Problem requirements: Copy out the data below with every "bounding box" swapped for "rectangle", leaving all else untouched.

>> Begin

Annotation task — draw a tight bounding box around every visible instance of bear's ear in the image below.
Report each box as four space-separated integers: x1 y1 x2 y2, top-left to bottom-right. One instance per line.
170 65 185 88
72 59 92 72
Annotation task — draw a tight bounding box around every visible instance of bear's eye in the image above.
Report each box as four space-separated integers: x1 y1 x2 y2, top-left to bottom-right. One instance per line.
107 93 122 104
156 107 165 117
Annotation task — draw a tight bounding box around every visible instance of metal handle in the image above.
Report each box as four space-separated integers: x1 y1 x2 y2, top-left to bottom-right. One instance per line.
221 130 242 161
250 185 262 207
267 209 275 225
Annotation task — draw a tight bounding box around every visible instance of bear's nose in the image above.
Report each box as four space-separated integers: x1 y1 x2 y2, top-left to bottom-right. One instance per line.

>> End

Task output:
Annotation task — draw a tight rectangle around every visible instance of bear's ear in the image below.
Report each box as four space-separated integers: x1 y1 x2 y2, top-left to bottom-right. One instance per line.
170 65 185 88
72 59 92 72
Annotation task — draw a tight rectangle around every visible instance of bear's eye in the image above.
Report each box as four space-separated integers: x1 y1 x2 y2, top-left to bottom-right. One instance per line.
107 93 122 104
156 107 165 117
Annotation task — draw a tight rectangle around every visible instance of metal handle in the image above.
Report each box as four space-separated integers: x1 y1 x2 y2, top-left to bottom-right. One instance per line.
221 130 242 161
250 185 262 207
267 209 275 225
Annotation task — draw a tight rectangle around every visible instance of bear's nose in the image above.
Report each box as four space-separated integers: x1 y1 x2 y2, top-left to bottom-right. One instance per line.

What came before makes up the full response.